▸ **TASK TO COMPLETE**: These entries must be printed again exactly as they are.

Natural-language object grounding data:
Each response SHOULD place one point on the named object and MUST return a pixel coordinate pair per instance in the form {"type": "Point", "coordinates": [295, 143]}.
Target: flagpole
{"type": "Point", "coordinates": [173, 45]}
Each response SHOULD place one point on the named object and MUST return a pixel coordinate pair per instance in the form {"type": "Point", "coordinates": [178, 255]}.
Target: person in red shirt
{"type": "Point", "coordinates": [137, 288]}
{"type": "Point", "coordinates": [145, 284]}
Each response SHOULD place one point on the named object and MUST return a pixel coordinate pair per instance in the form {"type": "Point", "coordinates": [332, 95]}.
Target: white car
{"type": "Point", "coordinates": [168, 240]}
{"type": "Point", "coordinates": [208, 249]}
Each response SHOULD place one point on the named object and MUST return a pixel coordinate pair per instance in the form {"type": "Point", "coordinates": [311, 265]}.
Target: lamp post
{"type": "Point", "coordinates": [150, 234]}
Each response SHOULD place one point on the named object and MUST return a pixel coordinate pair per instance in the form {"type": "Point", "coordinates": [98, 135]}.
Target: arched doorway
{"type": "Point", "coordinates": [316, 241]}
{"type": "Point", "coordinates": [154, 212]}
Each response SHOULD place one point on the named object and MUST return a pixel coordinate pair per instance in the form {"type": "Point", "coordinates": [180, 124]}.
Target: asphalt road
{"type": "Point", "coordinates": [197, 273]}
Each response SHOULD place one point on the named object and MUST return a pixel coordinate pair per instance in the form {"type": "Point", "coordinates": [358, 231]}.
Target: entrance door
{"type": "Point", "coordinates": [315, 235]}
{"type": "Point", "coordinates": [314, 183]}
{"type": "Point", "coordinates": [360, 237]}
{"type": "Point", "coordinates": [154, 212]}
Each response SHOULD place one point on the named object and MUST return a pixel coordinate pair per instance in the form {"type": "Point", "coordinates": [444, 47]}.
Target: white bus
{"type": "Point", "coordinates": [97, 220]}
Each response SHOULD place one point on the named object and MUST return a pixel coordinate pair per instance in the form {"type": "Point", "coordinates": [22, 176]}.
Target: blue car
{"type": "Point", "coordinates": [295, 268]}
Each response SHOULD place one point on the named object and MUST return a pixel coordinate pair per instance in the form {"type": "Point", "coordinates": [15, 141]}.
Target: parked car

▸ **COMPLETED TASK**:
Each response SHOULD place one point on the named object and MUST return a pixel coordinate pair per instance in the form {"type": "Point", "coordinates": [295, 143]}.
Target: flagpole
{"type": "Point", "coordinates": [173, 45]}
Each response SHOULD place one point on the named object and MUST return a pixel coordinate pair per instance in the form {"type": "Point", "coordinates": [178, 255]}.
Target: person in red shirt
{"type": "Point", "coordinates": [137, 288]}
{"type": "Point", "coordinates": [145, 284]}
Each response SHOULD place one point on the named object and MUST return a pixel coordinate pair per instance in the form {"type": "Point", "coordinates": [332, 95]}.
Target: white car
{"type": "Point", "coordinates": [168, 240]}
{"type": "Point", "coordinates": [208, 249]}
Each response SHOULD place one point on the named object and MUST return a pixel coordinate pair per instance in the form {"type": "Point", "coordinates": [311, 265]}.
Target: lamp post
{"type": "Point", "coordinates": [150, 234]}
Each response SHOULD place one point on the named object and MUST return a pixel coordinate pair per instance in the form {"type": "Point", "coordinates": [98, 135]}.
Target: arched doorway
{"type": "Point", "coordinates": [316, 241]}
{"type": "Point", "coordinates": [154, 212]}
Each response SHOULD place one point on the named object and MUST return a pixel coordinate pair per instance in the form {"type": "Point", "coordinates": [180, 124]}.
Target: asphalt road
{"type": "Point", "coordinates": [197, 273]}
Each response SHOULD place one point on the named object and MUST return a pixel coordinate pair per instance in the form {"type": "Point", "coordinates": [358, 231]}.
Target: entrance door
{"type": "Point", "coordinates": [315, 235]}
{"type": "Point", "coordinates": [314, 183]}
{"type": "Point", "coordinates": [360, 237]}
{"type": "Point", "coordinates": [154, 212]}
Each response SHOULD place one point on the named object and MUST return a pixel coordinate pair per instance in the form {"type": "Point", "coordinates": [444, 47]}.
Target: white bus
{"type": "Point", "coordinates": [97, 220]}
Each response SHOULD place one point on the named object and MUST return a pixel coordinate pair per instance in the form {"type": "Point", "coordinates": [22, 176]}.
Target: blue car
{"type": "Point", "coordinates": [295, 268]}
Each response SHOULD place one point on the named object and MUST return a pixel coordinate pair per instance in the form {"type": "Point", "coordinates": [15, 141]}.
Target: parked car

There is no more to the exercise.